- **Exercise objective**
Transcribe the records that follow. Keep every word exactly, and drop the pictures.

Image-backed grounding data:
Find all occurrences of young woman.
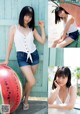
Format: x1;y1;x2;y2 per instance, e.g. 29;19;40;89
52;7;79;47
48;67;77;114
3;6;46;110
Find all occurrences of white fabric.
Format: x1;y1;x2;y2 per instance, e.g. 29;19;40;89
63;15;78;34
14;26;36;62
48;90;75;114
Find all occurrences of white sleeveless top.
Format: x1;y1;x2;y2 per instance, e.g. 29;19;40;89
63;15;78;34
14;26;36;62
48;90;76;114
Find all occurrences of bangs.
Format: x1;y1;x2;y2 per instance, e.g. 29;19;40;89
56;68;68;78
55;7;69;15
56;7;63;13
52;67;71;89
25;7;33;17
56;71;65;78
25;12;33;18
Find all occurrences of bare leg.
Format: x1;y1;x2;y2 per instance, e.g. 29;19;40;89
21;64;38;104
56;37;74;48
31;64;38;74
20;66;36;104
52;38;60;47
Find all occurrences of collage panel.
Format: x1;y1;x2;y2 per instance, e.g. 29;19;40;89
48;0;80;48
48;66;80;114
0;0;80;114
0;0;48;114
48;0;80;113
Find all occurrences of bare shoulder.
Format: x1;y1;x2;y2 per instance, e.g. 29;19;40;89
68;15;74;22
9;25;16;34
33;28;37;33
68;15;73;19
69;85;77;94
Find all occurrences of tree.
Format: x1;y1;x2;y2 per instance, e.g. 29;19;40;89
75;67;80;95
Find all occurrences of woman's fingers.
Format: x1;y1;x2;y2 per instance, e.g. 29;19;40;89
54;81;60;89
38;21;44;27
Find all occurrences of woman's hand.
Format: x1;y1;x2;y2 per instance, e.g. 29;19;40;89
1;60;9;65
48;104;57;108
48;104;53;108
38;21;44;29
58;38;64;43
58;35;66;43
54;81;60;90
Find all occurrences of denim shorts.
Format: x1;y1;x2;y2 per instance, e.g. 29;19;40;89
68;30;79;40
17;50;39;67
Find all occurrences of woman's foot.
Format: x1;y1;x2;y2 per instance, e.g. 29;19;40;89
23;103;29;110
23;97;29;110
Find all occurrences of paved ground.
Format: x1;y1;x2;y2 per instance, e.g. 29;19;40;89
11;101;48;114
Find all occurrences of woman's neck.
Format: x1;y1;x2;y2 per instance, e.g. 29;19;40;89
63;14;68;20
60;85;67;91
19;24;29;29
24;24;28;28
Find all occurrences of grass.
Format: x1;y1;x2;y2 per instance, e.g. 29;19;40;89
77;87;80;96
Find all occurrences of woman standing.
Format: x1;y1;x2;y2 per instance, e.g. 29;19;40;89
3;6;46;110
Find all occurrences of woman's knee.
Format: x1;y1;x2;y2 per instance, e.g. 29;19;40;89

- **Answer**
Find all occurrences of young woman.
Format: x1;y1;x2;y2 per instance, e.g. 29;19;40;89
52;7;79;47
48;67;77;114
3;6;46;110
Find all occurrences of white fabric.
Format: x1;y1;x2;y2 per instance, e.g. 29;19;40;89
63;15;78;34
14;26;36;62
48;90;75;114
Find all occurrences of white sleeveless top.
Format: x1;y1;x2;y2 per instance, e.g. 29;19;40;89
63;15;78;34
14;26;36;62
48;90;76;114
Find all occurrences of bangs.
Format: x1;y1;x2;y2 per instance, e.g. 29;19;40;89
56;68;68;78
55;7;69;15
56;7;63;13
52;67;71;89
25;7;33;17
56;71;65;78
25;12;33;18
Find all occurrences of bare leg.
Format: x1;y1;x2;y2 per instance, e.g. 29;19;40;89
21;64;38;104
56;37;74;48
31;64;38;74
20;66;36;104
52;38;60;47
Find all occurrences of collage panel.
Format: x1;y1;x2;y2 per instance, e.g. 29;19;40;89
48;0;80;48
48;66;80;114
0;0;80;114
0;0;48;114
48;0;80;113
Find all occurrences of bare shoulder.
Format: x1;y1;x2;y2 per instance, e.g. 29;19;40;89
68;15;74;22
9;25;16;34
33;28;37;33
68;15;73;19
69;85;77;94
Find all occurrences of tree.
Format: x1;y1;x2;y2 per instance, e.g. 29;19;40;89
75;67;80;95
Find all occurrences of woman's fingers.
Format: x1;y1;x2;y2 per instance, e.g. 29;19;40;89
54;81;60;89
38;21;44;27
Find all occurrences of woman's hand.
Format: x1;y1;x2;y2 per instance, e.g. 29;19;40;89
1;60;9;65
48;104;57;108
48;104;53;108
38;21;44;29
58;38;64;43
58;35;66;43
54;81;60;90
Find all occurrences of denim shorts.
Format: x1;y1;x2;y2 per instance, e.g. 29;19;40;89
68;30;79;40
17;50;39;67
Find all occurrences of woman's foot.
Format: x1;y1;x2;y2 per instance, e.g. 29;19;40;89
23;103;29;110
23;97;29;110
Find all occurrences of paved ground.
Format: x1;y1;x2;y2 per instance, e.g. 29;19;40;89
11;101;48;114
Find all occurrences of woman's neck.
Format: x1;y1;x2;y2 per instance, e.g. 29;19;40;89
63;14;68;20
60;85;67;91
19;24;29;29
24;24;28;28
Find all occurrences of grass.
Format: x1;y1;x2;y2 per instance, e.g. 29;19;40;89
77;87;80;96
Find all occurrences of woman standing.
Format: x1;y1;x2;y2 per instance, e.g. 29;19;40;89
3;6;46;110
Find all occurrences of woman's knee.
Format: x1;y1;x2;y2 per instance, e.g. 29;19;40;89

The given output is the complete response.